**Required work**
Reproduce the stretch from the start of the rows below through the line that reads "positive clicks: (87, 129) (53, 151)", and leave the pictures out of your answer.

**Source information**
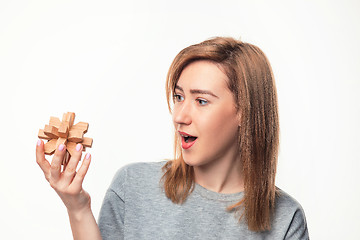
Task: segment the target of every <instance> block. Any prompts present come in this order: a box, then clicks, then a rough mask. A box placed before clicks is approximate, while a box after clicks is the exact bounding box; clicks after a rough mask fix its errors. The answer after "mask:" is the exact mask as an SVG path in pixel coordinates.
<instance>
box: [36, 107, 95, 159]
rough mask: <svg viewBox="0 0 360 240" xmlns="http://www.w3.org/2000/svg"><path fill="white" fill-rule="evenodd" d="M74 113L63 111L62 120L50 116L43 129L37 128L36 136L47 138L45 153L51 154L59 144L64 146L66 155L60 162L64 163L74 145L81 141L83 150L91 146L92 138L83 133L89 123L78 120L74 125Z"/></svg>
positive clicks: (87, 129) (53, 151)
mask: <svg viewBox="0 0 360 240" xmlns="http://www.w3.org/2000/svg"><path fill="white" fill-rule="evenodd" d="M74 119H75V113H72V112H67V113H64V115H63V118H62V121H60V119H59V118H57V117H50V121H49V124H48V125H45V127H44V129H40V130H39V134H38V137H39V138H41V139H45V140H48V142H47V143H45V145H44V148H45V154H47V155H52V154H54V152H55V149H56V148H57V147H58V146H59V145H60V144H64V145H65V146H66V157H65V158H64V160H63V162H62V164H63V165H66V164H67V163H68V161H69V159H70V156H71V155H73V154H74V153H75V151H76V145H77V144H78V143H81V144H82V145H83V151H85V148H86V147H91V146H92V142H93V140H92V138H88V137H84V134H85V133H86V132H87V130H88V128H89V124H88V123H86V122H78V123H77V124H75V125H74Z"/></svg>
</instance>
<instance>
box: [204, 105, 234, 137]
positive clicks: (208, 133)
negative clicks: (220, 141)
mask: <svg viewBox="0 0 360 240" xmlns="http://www.w3.org/2000/svg"><path fill="white" fill-rule="evenodd" d="M201 119H202V121H201V122H199V127H200V128H201V130H202V133H203V134H204V135H205V136H207V137H208V138H209V140H211V141H212V140H216V142H218V140H222V141H224V140H226V139H227V138H233V137H235V136H236V134H237V129H238V119H237V116H236V114H235V112H234V111H232V110H229V109H227V110H225V111H224V109H222V110H221V111H217V112H214V113H213V114H211V115H208V116H203V117H202V118H201Z"/></svg>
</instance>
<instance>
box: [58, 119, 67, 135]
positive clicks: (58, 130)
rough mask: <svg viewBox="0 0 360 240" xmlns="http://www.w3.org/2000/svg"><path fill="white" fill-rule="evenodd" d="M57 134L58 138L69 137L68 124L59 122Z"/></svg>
mask: <svg viewBox="0 0 360 240" xmlns="http://www.w3.org/2000/svg"><path fill="white" fill-rule="evenodd" d="M58 132H59V137H62V138H67V137H68V135H69V122H61V125H60V127H59V130H58Z"/></svg>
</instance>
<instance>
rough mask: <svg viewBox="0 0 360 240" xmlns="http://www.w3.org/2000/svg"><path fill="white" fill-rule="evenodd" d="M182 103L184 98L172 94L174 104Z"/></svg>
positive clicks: (182, 96)
mask: <svg viewBox="0 0 360 240" xmlns="http://www.w3.org/2000/svg"><path fill="white" fill-rule="evenodd" d="M181 101H184V97H183V96H181V95H180V94H174V102H181Z"/></svg>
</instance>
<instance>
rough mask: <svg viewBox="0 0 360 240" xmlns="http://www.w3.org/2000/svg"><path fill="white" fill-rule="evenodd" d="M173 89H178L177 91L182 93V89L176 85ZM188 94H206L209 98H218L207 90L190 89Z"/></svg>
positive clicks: (178, 86) (210, 91) (216, 96)
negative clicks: (173, 88)
mask: <svg viewBox="0 0 360 240" xmlns="http://www.w3.org/2000/svg"><path fill="white" fill-rule="evenodd" d="M175 89H178V90H180V91H182V92H184V89H182V87H180V86H178V85H176V86H175ZM190 93H191V94H195V93H197V94H208V95H210V96H213V97H216V98H219V97H218V96H216V95H215V94H214V93H212V92H211V91H208V90H202V89H190Z"/></svg>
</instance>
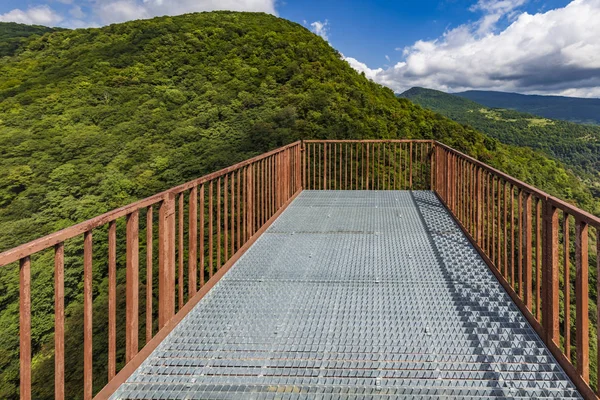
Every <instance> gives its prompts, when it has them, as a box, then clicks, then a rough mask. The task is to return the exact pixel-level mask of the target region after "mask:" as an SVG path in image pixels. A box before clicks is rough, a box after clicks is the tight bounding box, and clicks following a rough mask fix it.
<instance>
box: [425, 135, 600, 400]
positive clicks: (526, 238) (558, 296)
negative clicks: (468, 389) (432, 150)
mask: <svg viewBox="0 0 600 400" xmlns="http://www.w3.org/2000/svg"><path fill="white" fill-rule="evenodd" d="M433 160H434V167H433V169H434V173H433V175H434V187H435V191H436V193H437V194H438V196H439V197H440V199H441V200H442V201H443V202H444V203H445V205H446V206H447V208H448V209H449V210H450V212H451V213H452V214H453V215H454V217H455V219H456V220H457V221H458V222H459V223H460V224H461V227H462V228H463V230H464V231H465V233H466V234H467V235H468V237H469V238H470V239H471V241H472V242H473V244H474V245H475V246H476V247H477V249H478V250H479V251H480V253H481V254H482V256H483V257H484V259H485V261H486V262H487V264H488V265H489V266H490V268H491V269H492V271H493V272H494V273H495V275H496V276H497V278H498V279H499V280H500V282H501V283H502V285H503V286H504V287H505V289H506V290H507V292H508V293H509V294H510V295H511V297H512V298H513V300H514V301H515V303H516V304H517V305H518V306H519V308H520V309H521V311H522V312H523V313H524V314H525V316H526V317H527V318H528V320H529V322H530V323H531V325H532V326H533V327H534V328H535V330H536V331H537V333H538V334H539V335H540V337H541V338H542V339H543V340H544V341H545V342H546V345H547V346H548V348H549V349H550V350H551V352H552V353H553V355H554V357H555V358H556V359H557V360H558V361H559V362H560V364H561V366H562V367H563V368H564V369H565V372H566V373H567V374H568V375H569V377H570V378H571V379H572V380H573V382H574V383H575V384H576V385H577V387H578V389H579V390H580V392H581V394H582V395H583V396H584V397H585V398H588V399H593V398H596V395H595V394H594V391H593V390H592V387H593V388H595V389H596V393H598V388H599V380H600V369H598V360H599V359H600V353H599V351H600V347H599V346H598V345H599V343H598V337H600V334H599V333H600V332H599V330H598V329H599V328H600V326H599V324H598V320H599V319H600V307H598V293H599V292H600V281H598V279H597V277H598V274H599V273H600V257H598V254H600V237H599V233H600V218H598V217H596V216H594V215H591V214H589V213H587V212H585V211H583V210H580V209H578V208H577V207H575V206H573V205H571V204H568V203H566V202H564V201H562V200H559V199H557V198H555V197H552V196H550V195H548V194H547V193H544V192H542V191H541V190H538V189H536V188H534V187H532V186H529V185H527V184H525V183H523V182H521V181H519V180H517V179H514V178H512V177H511V176H509V175H506V174H504V173H502V172H500V171H498V170H496V169H494V168H492V167H490V166H488V165H485V164H483V163H481V162H479V161H477V160H475V159H474V158H472V157H469V156H467V155H465V154H462V153H460V152H458V151H456V150H454V149H452V148H450V147H448V146H445V145H443V144H441V143H436V145H435V149H434V154H433ZM590 259H591V260H595V264H596V271H593V273H591V272H592V271H590V270H589V260H590ZM590 287H591V289H592V290H590ZM561 300H562V304H561ZM590 300H593V302H592V304H589V302H590ZM573 303H575V309H573V307H572V306H573ZM594 303H595V304H594ZM590 336H591V337H593V339H594V340H593V341H590ZM592 351H593V353H592V354H591V357H590V352H592ZM591 360H593V366H594V371H590V361H591ZM590 372H593V374H591V373H590ZM590 375H592V376H590Z"/></svg>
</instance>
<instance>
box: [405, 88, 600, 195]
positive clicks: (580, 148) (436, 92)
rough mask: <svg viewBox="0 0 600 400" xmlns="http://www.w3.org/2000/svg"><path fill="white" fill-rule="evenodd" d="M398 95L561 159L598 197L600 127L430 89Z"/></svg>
mask: <svg viewBox="0 0 600 400" xmlns="http://www.w3.org/2000/svg"><path fill="white" fill-rule="evenodd" d="M400 96H401V97H403V98H407V99H409V100H410V101H412V102H414V103H416V104H419V105H420V106H422V107H424V108H427V109H430V110H432V111H435V112H438V113H440V114H443V115H444V116H446V117H448V118H451V119H452V120H454V121H457V122H460V123H461V124H468V125H469V126H472V127H474V128H475V129H477V130H479V131H481V132H485V133H486V134H488V135H490V136H491V137H493V138H496V139H498V140H499V141H501V142H502V143H506V144H512V145H516V146H522V147H530V148H533V149H538V150H541V151H543V152H544V153H546V154H548V155H550V156H552V157H555V158H557V159H559V160H561V161H563V162H564V163H565V164H566V165H568V166H569V167H571V168H573V169H574V171H575V172H576V173H577V175H578V176H579V177H580V178H584V180H585V181H586V183H587V184H588V185H589V186H591V187H592V188H593V192H594V194H595V195H596V197H600V126H597V125H581V124H576V123H572V122H566V121H560V120H552V119H546V118H543V117H538V116H535V115H531V114H524V113H521V112H518V111H513V110H506V109H498V108H488V107H485V106H483V105H481V104H478V103H475V102H473V101H471V100H468V99H466V98H463V97H459V96H456V95H452V94H448V93H444V92H440V91H437V90H432V89H423V88H412V89H410V90H407V91H406V92H404V93H402V94H401V95H400Z"/></svg>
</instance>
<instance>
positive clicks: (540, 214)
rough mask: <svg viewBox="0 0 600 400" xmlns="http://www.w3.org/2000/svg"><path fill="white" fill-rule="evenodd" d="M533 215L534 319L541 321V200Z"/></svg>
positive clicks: (543, 277) (543, 278)
mask: <svg viewBox="0 0 600 400" xmlns="http://www.w3.org/2000/svg"><path fill="white" fill-rule="evenodd" d="M536 204H537V205H536V213H535V227H536V233H535V244H536V249H535V271H536V272H535V295H536V309H535V317H536V318H537V319H538V320H541V317H542V279H544V277H543V276H542V257H543V256H542V200H540V199H537V202H536Z"/></svg>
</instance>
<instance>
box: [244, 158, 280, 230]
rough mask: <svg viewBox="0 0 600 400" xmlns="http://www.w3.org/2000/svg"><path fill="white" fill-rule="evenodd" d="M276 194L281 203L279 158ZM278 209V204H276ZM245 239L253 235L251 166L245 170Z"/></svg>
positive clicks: (251, 165)
mask: <svg viewBox="0 0 600 400" xmlns="http://www.w3.org/2000/svg"><path fill="white" fill-rule="evenodd" d="M277 186H278V187H277V192H278V193H279V194H280V195H279V196H278V199H279V201H281V157H279V159H278V168H277ZM277 208H279V203H278V204H277ZM246 215H247V218H246V237H247V238H248V239H249V238H250V237H252V235H253V234H254V231H253V230H254V223H253V222H254V170H253V166H252V164H250V165H248V167H247V168H246Z"/></svg>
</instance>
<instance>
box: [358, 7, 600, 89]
mask: <svg viewBox="0 0 600 400" xmlns="http://www.w3.org/2000/svg"><path fill="white" fill-rule="evenodd" d="M522 4H523V0H505V1H492V0H480V1H479V2H478V3H477V4H476V5H474V6H473V7H472V10H474V11H475V10H480V11H483V16H482V18H481V19H480V20H479V21H477V22H475V23H472V24H466V25H461V26H459V27H457V28H455V29H452V30H450V31H447V32H446V33H445V34H444V35H443V36H442V37H440V38H438V39H436V40H432V41H417V42H416V43H414V44H413V45H412V46H410V47H408V48H406V49H403V55H404V61H402V62H400V63H398V64H396V65H394V66H393V67H390V68H386V69H381V68H379V69H370V68H369V67H368V66H366V65H365V64H363V63H360V62H358V61H357V60H355V59H351V58H347V61H348V62H349V63H350V65H352V66H353V67H355V68H356V69H357V70H359V71H361V72H365V74H366V75H367V76H369V77H372V79H373V80H374V81H376V82H379V83H381V84H383V85H386V86H389V87H390V88H392V89H393V90H395V91H397V92H401V91H404V90H406V89H408V88H410V87H412V86H424V87H430V88H435V89H439V90H445V91H450V92H452V91H461V90H467V89H488V90H503V91H518V92H524V93H540V94H550V93H552V94H563V95H571V96H585V97H590V96H599V95H600V41H598V38H599V37H600V24H599V23H598V21H600V0H574V1H572V2H571V3H570V4H568V5H567V6H566V7H564V8H558V9H554V10H551V11H547V12H544V13H537V14H535V15H531V14H528V13H526V12H521V13H519V12H517V11H515V10H516V8H517V7H519V6H520V5H522ZM501 18H510V21H512V22H510V24H509V25H508V27H507V28H505V29H504V30H501V31H496V23H497V22H498V21H499V20H500V19H501Z"/></svg>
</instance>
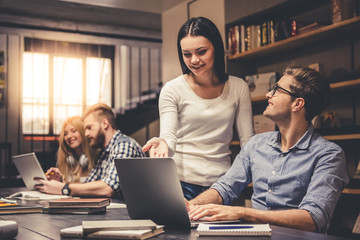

**Result of the task**
Task: segment the target of every <instance> block. Any prompts present come in this order: a box, then clicks, then a rough mask. A box placed before clicks is approximate, while a box after clicks is the exact bounding box; clicks after a rough mask fix its errors. The answer after "mask:" is the exact mask as an SVG path in pixel coordinates.
<instance>
box: [36, 107, 95, 159]
rough mask: <svg viewBox="0 0 360 240" xmlns="http://www.w3.org/2000/svg"><path fill="white" fill-rule="evenodd" d="M74 113L63 111L62 120L50 116L43 129L37 128L36 136L47 138L45 153L51 154L59 144L64 146L66 155L60 162L64 163L74 145L81 141L83 150L91 146L92 138L83 133L89 123L78 120L74 125Z"/></svg>
positive clicks: (87, 129) (53, 151)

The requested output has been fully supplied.